Registros de anotación de posiciones
· · ·
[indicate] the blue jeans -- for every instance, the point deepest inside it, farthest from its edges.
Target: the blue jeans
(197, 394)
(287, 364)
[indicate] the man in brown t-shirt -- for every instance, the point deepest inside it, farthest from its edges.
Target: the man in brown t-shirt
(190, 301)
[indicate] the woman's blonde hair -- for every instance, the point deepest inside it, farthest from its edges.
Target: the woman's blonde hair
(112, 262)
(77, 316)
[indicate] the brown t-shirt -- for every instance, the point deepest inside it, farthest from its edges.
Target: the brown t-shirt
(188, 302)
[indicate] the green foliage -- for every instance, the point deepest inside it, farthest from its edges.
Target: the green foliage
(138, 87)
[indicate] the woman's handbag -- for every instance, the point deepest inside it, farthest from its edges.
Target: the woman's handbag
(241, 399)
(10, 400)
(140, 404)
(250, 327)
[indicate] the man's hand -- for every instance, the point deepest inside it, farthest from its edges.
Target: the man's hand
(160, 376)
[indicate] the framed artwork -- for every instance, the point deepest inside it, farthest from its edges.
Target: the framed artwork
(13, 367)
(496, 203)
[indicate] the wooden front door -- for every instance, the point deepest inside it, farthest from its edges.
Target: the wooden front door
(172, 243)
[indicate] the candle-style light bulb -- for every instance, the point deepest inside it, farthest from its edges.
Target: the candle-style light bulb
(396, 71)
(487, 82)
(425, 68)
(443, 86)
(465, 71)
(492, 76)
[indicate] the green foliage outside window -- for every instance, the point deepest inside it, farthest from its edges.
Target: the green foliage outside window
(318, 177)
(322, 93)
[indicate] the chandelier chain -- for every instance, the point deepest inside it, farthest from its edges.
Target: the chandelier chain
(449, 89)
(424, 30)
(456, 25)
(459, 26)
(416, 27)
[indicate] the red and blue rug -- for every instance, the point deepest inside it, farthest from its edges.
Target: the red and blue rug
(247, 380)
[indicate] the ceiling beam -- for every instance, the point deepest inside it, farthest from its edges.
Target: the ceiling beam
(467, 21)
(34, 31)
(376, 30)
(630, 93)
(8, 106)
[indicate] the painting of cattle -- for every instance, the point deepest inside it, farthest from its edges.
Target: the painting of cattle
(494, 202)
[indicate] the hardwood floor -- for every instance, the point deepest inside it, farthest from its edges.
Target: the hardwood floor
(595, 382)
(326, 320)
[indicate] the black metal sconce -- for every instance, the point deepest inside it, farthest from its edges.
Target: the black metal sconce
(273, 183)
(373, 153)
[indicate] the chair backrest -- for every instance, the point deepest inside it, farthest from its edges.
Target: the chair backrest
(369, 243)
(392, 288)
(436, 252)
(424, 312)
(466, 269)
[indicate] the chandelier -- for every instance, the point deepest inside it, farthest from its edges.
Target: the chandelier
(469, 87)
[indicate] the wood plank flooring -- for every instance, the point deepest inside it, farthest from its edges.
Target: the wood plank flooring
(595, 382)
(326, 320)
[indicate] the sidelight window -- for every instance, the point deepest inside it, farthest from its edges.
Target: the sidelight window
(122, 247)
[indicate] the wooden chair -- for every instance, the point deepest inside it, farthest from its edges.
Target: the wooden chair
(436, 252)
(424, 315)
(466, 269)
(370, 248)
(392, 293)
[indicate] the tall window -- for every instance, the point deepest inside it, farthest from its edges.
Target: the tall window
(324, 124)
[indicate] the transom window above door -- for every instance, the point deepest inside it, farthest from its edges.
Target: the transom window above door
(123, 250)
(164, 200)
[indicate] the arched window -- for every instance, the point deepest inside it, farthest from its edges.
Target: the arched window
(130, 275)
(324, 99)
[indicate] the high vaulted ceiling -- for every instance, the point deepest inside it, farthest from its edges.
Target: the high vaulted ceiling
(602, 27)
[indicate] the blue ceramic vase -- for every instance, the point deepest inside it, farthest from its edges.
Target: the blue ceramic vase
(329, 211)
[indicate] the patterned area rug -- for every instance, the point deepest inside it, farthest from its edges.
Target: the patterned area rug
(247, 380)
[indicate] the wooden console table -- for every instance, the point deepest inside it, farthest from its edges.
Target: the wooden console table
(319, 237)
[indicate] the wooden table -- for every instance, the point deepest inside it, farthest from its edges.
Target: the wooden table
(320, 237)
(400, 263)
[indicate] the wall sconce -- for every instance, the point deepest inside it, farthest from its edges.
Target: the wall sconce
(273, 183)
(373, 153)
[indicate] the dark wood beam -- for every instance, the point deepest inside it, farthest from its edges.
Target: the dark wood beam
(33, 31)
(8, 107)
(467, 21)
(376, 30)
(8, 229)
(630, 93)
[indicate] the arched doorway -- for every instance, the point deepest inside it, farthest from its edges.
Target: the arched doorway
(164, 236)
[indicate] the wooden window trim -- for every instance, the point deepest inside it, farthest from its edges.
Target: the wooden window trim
· · ·
### EJERCICIO ESCRITO
Reproduce palabra por palabra todas las líneas del material anterior, de principio a fin.

### RESPUESTA ESCRITA
[indicate] the blue jeans -- for every instance, the point deepest inside it, farthest from its edges.
Target: the blue jeans
(197, 394)
(287, 364)
[indicate] the man in brown t-shirt -- for every instance, the point deepest inside it, farthest from its edges.
Target: the man in brown t-shirt
(190, 301)
[indicate] the woman's blonde hair -- for every instance, the point deepest inside it, farthest from its edges.
Target: the woman's blonde hair
(112, 262)
(77, 316)
[indicate] the brown t-shirt -- for every instance, the point deepest inside it, farthest from its edges.
Target: the brown t-shirt
(188, 302)
[indicate] the green foliage -- for every instance, the point deepest inside it, farthest from its edges.
Target: the green foliage
(138, 87)
[indicate] the woman's handbag -- for every instance, the point deepest inside it, farthest from its edges.
Target: the woman's handbag
(241, 399)
(10, 400)
(140, 404)
(250, 327)
[indicate] the man's hand -- for every instance, the point deepest inside it, farthest from its edges.
Target: the man's hand
(160, 376)
[indicate] the framed artwork -- for every instance, the point deepest inside it, farthest from its edges.
Target: the framed artwork
(13, 367)
(496, 203)
[indicate] the wooden front door -- for every instance, the point deepest inside it, farthest from its edges.
Target: the wooden front door
(172, 243)
[indicate] the candle-style light bulb -- for every instance, the point deepest inside it, farthest from its edges.
Target: the candle-style light bulb
(396, 71)
(487, 82)
(425, 68)
(443, 86)
(465, 71)
(492, 76)
[indicate] the green foliage outside window -- for every instance, the point deepest inside it, farthest from its edges.
Target: the green foliage outside window
(318, 177)
(322, 93)
[indicate] the chandelier chain -- for every instance, the point deepest inside it, farthest from its edges.
Target: the chandelier chain
(449, 89)
(424, 30)
(456, 25)
(459, 26)
(416, 27)
[indicate] the red and blue rug -- for every instance, the point deepest inside it, farthest from its edges.
Target: the red and blue rug
(247, 380)
[indicate] the ceiling beam -- for every instance, the point deepest inside it, farthest from its edges.
Target: the ceiling beam
(467, 21)
(34, 31)
(376, 30)
(630, 93)
(8, 106)
[indicate] the painting of cattle -- for every instance, the point deepest inside it, farthest from its edges.
Target: the painting of cattle
(494, 202)
[indicate] the hardwood floor -- for every instance, the point deepest inside it, farthest from its edges.
Target: the hardwood floor
(595, 382)
(326, 320)
[indicate] the black metal sconce -- for every instance, the point deepest inside it, farthest from its edges.
Target: the black metal sconce
(273, 183)
(373, 153)
[indicate] the chair backrest -- for every instance, the point deepest inside it, farthest from its edges.
Target: the chair backrest
(369, 243)
(392, 288)
(436, 252)
(424, 312)
(466, 269)
[indicate] the chandelier -- for every instance, the point deepest inside it, farthest from its edges.
Target: the chandelier
(469, 87)
[indicate] the wood plank flooring -- for every instance, the point deepest inside it, farthest from its edges.
Target: the wood plank flooring
(595, 382)
(326, 320)
[indicate] the sidelight window -- for every instance, the point deepest inside it, farthest from its edges.
Target: the sidelight window
(122, 247)
[indicate] the wooden chair -- for every instance, the point deepest inside it, farthest from its edges.
Target: the wooden chair
(436, 252)
(424, 315)
(466, 269)
(370, 248)
(392, 293)
[indicate] the tall window -- for every instance, the point deepest inside it, farthest from its edges.
Target: the tall window
(324, 124)
[indicate] the transom window above door -- for every instance, the point deepest inside it, farthest from its edges.
Target: the transom window above door
(123, 250)
(164, 200)
[indicate] the arched window -- for every instance, the point deepest inside it, farthest from its edges.
Target: the arched window
(130, 275)
(324, 99)
[indicate] the high vaulted ceiling -- for every instance, the point deepest inside it, farthest from its edges.
Target: the high vaulted ceiling
(602, 27)
[indicate] the blue ceramic vase -- for every instance, the point deepest inside it, farthest from its edges.
Target: the blue ceramic vase
(329, 211)
[indicate] the patterned area rug -- for every instance, the point deepest inside it, farthest from its edges.
Target: the patterned area rug
(247, 380)
[indicate] the wooden console table -- for every instance, the point deepest inside it, farthest from its edges.
Target: the wooden console table
(319, 237)
[indicate] the wooden table -- for every instance, the point deepest inside it, farthest from its edges.
Target: the wooden table
(320, 237)
(400, 263)
[indicate] the wall sconce -- for every instance, the point deepest inside it, farthest from its edges.
Target: the wall sconce
(273, 183)
(373, 153)
[indicate] the dark wood beam -- for every instance, the point deepest inside it, farthest from its edges.
Target: the dark wood beam
(33, 31)
(8, 107)
(467, 21)
(376, 30)
(8, 229)
(630, 93)
[indicate] the arched doorway -- for every instance, the point deepest inside it, farthest from its edges.
Target: the arched doorway
(164, 236)
[indicate] the wooden window trim -- for every instance, the point deepest inside it, farthest from its edges.
Target: the wooden window trim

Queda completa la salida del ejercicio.